*** Begin section ***

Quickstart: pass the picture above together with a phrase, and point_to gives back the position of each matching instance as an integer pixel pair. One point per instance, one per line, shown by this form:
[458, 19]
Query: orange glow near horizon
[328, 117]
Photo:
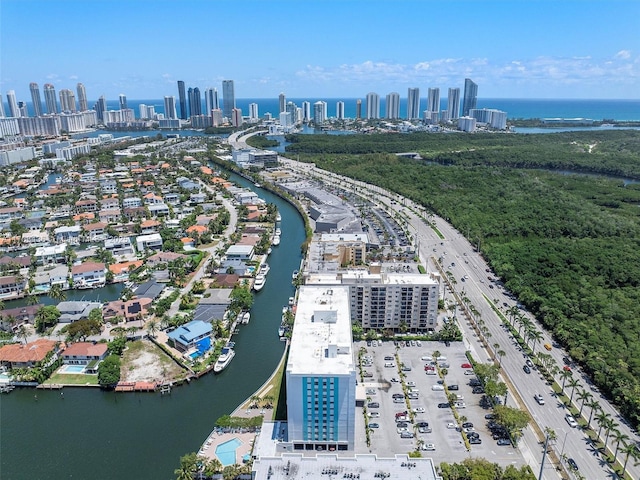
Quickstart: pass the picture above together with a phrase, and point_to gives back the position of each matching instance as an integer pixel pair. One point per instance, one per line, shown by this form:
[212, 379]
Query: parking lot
[385, 363]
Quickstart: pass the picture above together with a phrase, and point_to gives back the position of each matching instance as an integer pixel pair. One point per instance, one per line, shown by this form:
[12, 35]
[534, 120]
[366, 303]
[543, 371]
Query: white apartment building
[321, 372]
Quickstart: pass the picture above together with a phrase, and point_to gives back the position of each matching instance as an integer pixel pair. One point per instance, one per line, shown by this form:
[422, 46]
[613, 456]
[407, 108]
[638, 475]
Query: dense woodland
[568, 245]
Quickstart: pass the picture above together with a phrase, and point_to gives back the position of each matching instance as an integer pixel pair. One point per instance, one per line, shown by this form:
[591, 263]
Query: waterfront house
[129, 310]
[85, 353]
[89, 275]
[11, 286]
[74, 311]
[70, 235]
[119, 246]
[149, 242]
[94, 232]
[28, 355]
[189, 335]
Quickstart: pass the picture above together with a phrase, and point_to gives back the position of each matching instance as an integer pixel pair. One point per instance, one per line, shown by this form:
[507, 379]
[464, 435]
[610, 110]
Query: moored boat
[224, 359]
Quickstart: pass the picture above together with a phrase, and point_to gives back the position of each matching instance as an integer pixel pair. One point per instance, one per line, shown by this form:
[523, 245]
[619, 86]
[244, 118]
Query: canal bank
[142, 435]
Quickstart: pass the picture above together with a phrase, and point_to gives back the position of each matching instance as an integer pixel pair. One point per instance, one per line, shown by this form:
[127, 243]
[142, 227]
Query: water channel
[88, 433]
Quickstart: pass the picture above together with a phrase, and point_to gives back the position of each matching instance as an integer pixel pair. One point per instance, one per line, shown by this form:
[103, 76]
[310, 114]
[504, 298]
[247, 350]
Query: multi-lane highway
[469, 270]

*** End section ***

All the lines above should be reproduced exactly, and none of the pictures.

(ANSWER BOX)
Quickstart: pass the picture above together with a phrase, and point_to gives back the position of each matching instance as an integer pixel pair. One point per instance, one per line, shown by this form:
[458, 19]
Query: orange glow near horizon
[328, 117]
Photo:
Quickstart: pass the picture above together with a phrase, and point_to gives back the position of each matching instance as an integer pixel pair. One point per instance, one per line, shown by this form:
[212, 379]
Query: parking lot
[385, 363]
Quickstart: pass the picture above together with a phrase, and point_to gives back the position of each matching instance as an integer pixel pair. One point per instance, one per line, shown by this form:
[12, 35]
[534, 120]
[366, 303]
[543, 371]
Query: white apartment building
[321, 372]
Quickstart: pass the picture above together with a phrase, and point_to gives back the position of each matching instance as an integer pixel pair. One point per instance, one per line, shown by this form:
[422, 46]
[613, 456]
[407, 108]
[638, 475]
Query: dense woodland
[568, 245]
Quickstart: pass the picture above together with a phrase, and point_to gives back the position of each matching instance as an integer pixel pair. One point per instance, one per line, shown by this form:
[591, 263]
Query: waterfront house
[129, 310]
[85, 353]
[89, 275]
[11, 286]
[74, 311]
[70, 235]
[119, 246]
[149, 242]
[94, 232]
[28, 355]
[189, 335]
Quickstart: pass the picture above together with a phrase, and point_to gives back the position of each matching instance as an integer pixel pair. One point per instance, one per line, shown by this form:
[507, 379]
[464, 435]
[610, 110]
Query: moored boat
[224, 359]
Quickstart: pass the picture above together with a phrase, and point_to gives back the position of each matching instance as an integer pixel pair. One point per instance, one per line, shown by this form:
[523, 245]
[619, 86]
[244, 118]
Query: canal bank
[142, 435]
Quickstart: pass the picture above together with a phrase, and point_to gives back the position of each matching instance as an integer pixel pair. One point per instance, one per line, shown by this form:
[127, 243]
[142, 227]
Query: water channel
[88, 433]
Quickstart: pass the picture above together with a phrase, and point_to gives back the position of each matching instance as an integer pixel pair. One point per instance, one per line, shown by this form:
[103, 76]
[310, 114]
[504, 298]
[247, 350]
Query: multi-lane highway
[469, 270]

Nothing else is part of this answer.